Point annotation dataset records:

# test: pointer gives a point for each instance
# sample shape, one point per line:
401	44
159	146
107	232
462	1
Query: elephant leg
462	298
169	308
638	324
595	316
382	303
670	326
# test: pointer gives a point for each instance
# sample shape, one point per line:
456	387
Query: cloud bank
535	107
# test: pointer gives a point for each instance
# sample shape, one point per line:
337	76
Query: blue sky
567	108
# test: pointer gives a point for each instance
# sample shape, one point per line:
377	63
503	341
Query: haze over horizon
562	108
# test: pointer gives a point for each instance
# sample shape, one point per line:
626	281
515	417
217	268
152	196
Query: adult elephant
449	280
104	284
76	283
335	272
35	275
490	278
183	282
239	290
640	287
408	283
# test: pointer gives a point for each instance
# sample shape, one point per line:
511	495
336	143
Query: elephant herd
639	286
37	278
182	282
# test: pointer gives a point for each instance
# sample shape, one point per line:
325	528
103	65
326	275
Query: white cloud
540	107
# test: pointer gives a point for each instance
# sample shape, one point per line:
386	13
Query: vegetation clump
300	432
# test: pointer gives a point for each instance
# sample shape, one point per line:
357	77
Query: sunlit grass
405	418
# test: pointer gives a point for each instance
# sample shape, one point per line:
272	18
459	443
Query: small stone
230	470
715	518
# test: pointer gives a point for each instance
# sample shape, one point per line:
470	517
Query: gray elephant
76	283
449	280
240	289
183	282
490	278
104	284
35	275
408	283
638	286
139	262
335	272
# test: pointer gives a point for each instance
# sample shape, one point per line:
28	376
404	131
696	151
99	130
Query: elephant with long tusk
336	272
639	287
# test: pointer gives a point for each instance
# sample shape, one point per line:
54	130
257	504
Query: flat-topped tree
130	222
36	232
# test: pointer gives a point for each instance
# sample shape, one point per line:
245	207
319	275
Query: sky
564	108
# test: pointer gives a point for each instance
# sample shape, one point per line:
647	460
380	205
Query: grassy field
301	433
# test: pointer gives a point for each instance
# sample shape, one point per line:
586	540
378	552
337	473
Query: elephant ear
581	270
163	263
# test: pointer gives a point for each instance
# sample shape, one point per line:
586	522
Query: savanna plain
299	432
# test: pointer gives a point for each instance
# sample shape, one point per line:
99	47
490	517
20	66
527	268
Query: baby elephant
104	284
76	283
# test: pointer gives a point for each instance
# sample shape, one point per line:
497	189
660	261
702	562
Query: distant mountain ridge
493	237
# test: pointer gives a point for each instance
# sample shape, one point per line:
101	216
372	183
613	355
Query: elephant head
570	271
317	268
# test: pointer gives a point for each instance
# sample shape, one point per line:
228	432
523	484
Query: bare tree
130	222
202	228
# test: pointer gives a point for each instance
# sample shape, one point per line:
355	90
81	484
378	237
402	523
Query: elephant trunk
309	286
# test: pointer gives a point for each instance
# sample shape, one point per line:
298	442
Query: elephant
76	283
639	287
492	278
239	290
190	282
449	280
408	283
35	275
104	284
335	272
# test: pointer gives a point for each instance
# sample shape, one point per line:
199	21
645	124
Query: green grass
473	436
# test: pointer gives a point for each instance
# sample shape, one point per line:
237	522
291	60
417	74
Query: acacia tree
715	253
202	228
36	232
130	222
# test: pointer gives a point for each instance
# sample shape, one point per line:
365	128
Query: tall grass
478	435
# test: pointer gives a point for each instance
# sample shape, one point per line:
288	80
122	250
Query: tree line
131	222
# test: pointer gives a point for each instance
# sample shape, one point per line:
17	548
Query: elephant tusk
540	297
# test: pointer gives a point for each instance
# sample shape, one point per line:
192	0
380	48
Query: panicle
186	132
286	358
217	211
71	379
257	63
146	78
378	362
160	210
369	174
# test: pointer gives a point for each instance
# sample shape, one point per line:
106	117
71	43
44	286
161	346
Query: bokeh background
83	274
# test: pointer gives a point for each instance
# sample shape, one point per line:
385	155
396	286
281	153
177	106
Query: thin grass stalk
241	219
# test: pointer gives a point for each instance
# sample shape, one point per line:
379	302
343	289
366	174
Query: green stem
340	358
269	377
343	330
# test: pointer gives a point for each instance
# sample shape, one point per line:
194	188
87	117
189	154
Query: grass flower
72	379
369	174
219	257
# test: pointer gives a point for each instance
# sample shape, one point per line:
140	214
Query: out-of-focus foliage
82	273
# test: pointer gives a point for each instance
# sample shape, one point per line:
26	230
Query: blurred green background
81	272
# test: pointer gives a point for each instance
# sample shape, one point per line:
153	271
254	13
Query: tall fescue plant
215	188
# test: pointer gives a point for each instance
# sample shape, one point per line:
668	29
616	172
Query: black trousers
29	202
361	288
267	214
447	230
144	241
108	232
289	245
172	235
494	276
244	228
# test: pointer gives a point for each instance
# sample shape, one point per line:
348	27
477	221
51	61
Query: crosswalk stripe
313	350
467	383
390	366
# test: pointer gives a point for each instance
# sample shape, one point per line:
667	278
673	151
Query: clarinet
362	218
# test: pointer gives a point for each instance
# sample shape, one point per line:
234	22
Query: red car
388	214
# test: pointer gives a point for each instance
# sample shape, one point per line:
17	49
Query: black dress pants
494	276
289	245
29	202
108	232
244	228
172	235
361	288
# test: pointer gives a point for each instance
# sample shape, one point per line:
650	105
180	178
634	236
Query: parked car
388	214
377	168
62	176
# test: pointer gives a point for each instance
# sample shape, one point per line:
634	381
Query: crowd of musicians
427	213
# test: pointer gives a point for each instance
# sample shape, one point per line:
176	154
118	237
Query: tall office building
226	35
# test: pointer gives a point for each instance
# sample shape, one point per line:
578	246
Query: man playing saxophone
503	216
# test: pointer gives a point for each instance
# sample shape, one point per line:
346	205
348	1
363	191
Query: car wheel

What the exercise asks:
Repeat all of the records above exactly as they appear.

Exercise answer:
# test: pointer gives a point for each instance
# sample shape, one point per line:
401	44
159	146
107	232
462	1
Query: elephant leg
462	298
169	308
638	324
595	316
382	303
670	326
# test: pointer gives a point for each instance
# sample shape, one point per line:
456	387
Query: cloud bank
535	107
# test: pointer gives a point for each instance
# sample shape, one point per line:
337	76
Query: blue sky
567	108
# test: pointer gives a point for each instance
# sample shape, one point per line:
377	63
503	341
Query: haze over horizon
562	108
# test: pointer gives a point for each instance
# sample shape, one point per line:
626	281
515	417
217	268
152	196
Query: adult elephant
449	280
104	284
76	283
335	272
35	275
490	278
183	282
239	290
640	287
408	283
# test: pointer gives a point for each instance
# sample shape, one point per line:
511	495
336	143
Query: elephant herd
639	286
37	278
182	282
# test: pointer gives a point for each instance
# sample shape, one point per line:
325	528
103	65
326	275
Query: white cloud
540	107
# test: pointer gives a point for each instance
# sample shape, one point per line:
386	13
Query: vegetation clump
300	432
# test: pointer gives a point for each instance
# sample shape, one point per line:
357	77
Query: sunlit grass
405	418
# test: pointer gives a point for each instance
# sample shape, one point per line:
272	18
459	443
Query: small stone
230	470
715	518
# test: pointer gives a point for each instance
# sample shape, one point per line:
470	517
Query: gray elephant
76	283
449	280
240	289
183	282
490	278
104	284
35	275
408	283
638	286
139	262
335	272
# test: pointer gives a point for each instance
# sample shape, one point per line:
28	376
404	131
696	151
99	130
Query: elephant with long tusk
336	272
639	287
# test: pointer gives a point for each instance
# sample shape, one point per line:
54	130
257	504
Query: flat-topped tree
130	222
36	232
# test: pointer gives a point for each instance
# sample shape, one point per line:
245	207
319	275
Query: sky
564	108
# test: pointer gives a point for each instance
# sample shape, one point per line:
647	460
380	205
Query: grassy field
301	433
# test: pointer gives a point for each instance
# sample shape, one point per line:
586	540
378	552
337	473
Query: elephant ear
581	270
163	263
# test: pointer gives a point for each instance
# sample shape, one point per line:
586	522
Query: savanna plain
299	432
# test: pointer gives a point for each instance
# sample shape, one point per line:
99	47
490	517
20	66
527	268
Query: baby elephant
104	284
76	283
# test: pointer gives a point for each instance
# sample shape, one point per line:
497	189
660	261
702	562
Query: distant mountain ridge
493	237
# test: pointer gives a point for each instance
# sample shape, one point per line:
101	216
372	183
613	355
Query: elephant head
570	271
317	268
# test: pointer gives a point for each instance
# sample shape, one point per line:
228	432
523	484
Query: bare tree
130	222
202	228
# test: pointer gives a point for each instance
# sample shape, one point per line:
355	90
81	484
378	237
402	523
Query: elephant trunk
309	286
# test: pointer gives a point for each instance
# sample shape, one point per line:
298	442
Query: elephant
76	283
639	287
492	278
239	290
190	282
449	280
408	283
35	275
104	284
335	272
# test: pointer gives a point for each instance
# sample shape, one point per line:
199	21
645	124
Query: green grass
473	436
# test: pointer gives a point for each instance
# sample shape, one point per line:
237	522
291	60
417	74
Query: acacia tree
715	253
202	228
36	232
130	222
# test: pointer gives a point for each instance
# sample shape, one point per line:
365	128
Query: tall grass
478	435
# test: pointer gives a point for each instance
# sample shape, one point per line:
288	80
122	250
Query: tree line
131	222
# test: pointer gives a point for each instance
# sample shape, one point per line:
17	548
Query: elephant tusk
540	297
# test: pointer gives a point for each instance
# sample shape, one point per line:
192	0
380	48
Query: panicle
186	132
286	358
217	211
71	379
257	63
146	78
378	362
160	210
369	174
# test: pointer gives a point for each instance
# sample shape, one point per line:
106	117
71	43
44	286
161	346
Query: bokeh background
83	274
# test: pointer gives a point for each instance
# sample shape, one point per line:
385	155
396	286
281	153
177	106
Query: thin grass stalk
241	219
# test: pointer gives a point for each instance
# sample shape, one point per line:
379	302
343	289
366	174
Query: green stem
340	358
269	377
343	330
# test: pointer gives a point for each instance
# sample shape, one point per line:
194	188
87	117
189	154
Query: grass flower
72	379
369	174
219	257
# test: pointer gives a point for each instance
# sample shape, one point per line:
140	214
Query: out-of-focus foliage
82	273
# test: pointer gives a point for each instance
# sample shape, one point per line:
26	230
Query: blurred green background
81	272
# test: pointer gives a point for each instance
# sample shape, one point per line:
153	271
254	13
Query: tall fescue plant
215	188
# test: pointer gives a point for each instance
# sample shape, one point per line:
668	29
616	172
Query: black trousers
29	202
361	288
267	214
447	230
144	241
108	232
289	245
172	235
494	276
244	228
# test: pointer gives a point for each instance
# sample shape, one point per line:
348	27
477	221
51	61
Query: crosswalk stripe
313	350
467	383
390	366
# test: pointer gives a point for each instance
# sample shape, one point per line:
667	278
673	151
Query: clarinet
362	218
# test: pointer gives a point for each instance
# sample shape, one point per line:
234	22
Query: red car
388	214
# test: pointer gives a point for each instance
# sample shape, one point per line:
17	49
Query: black dress pants
494	276
289	245
29	202
108	232
244	228
172	235
361	288
# test: pointer gives a point for each instance
# sample shape, one point per line:
650	105
180	178
634	236
Query: parked car
388	214
377	168
62	176
# test: pointer gives a point for each instance
# sample shape, one point per line:
634	381
Query: crowd of musicians
427	213
# test: pointer gives a point for each instance
# sample shape, one point per line:
176	154
118	237
Query: tall office building
226	35
# test: pointer gives a point for each instance
# sample shape, one point per line:
578	246
Query: man playing saxophone
503	216
# test: pointer gives a point for each instance
# sample shape, one point per line:
346	205
348	1
363	191
Query: car wheel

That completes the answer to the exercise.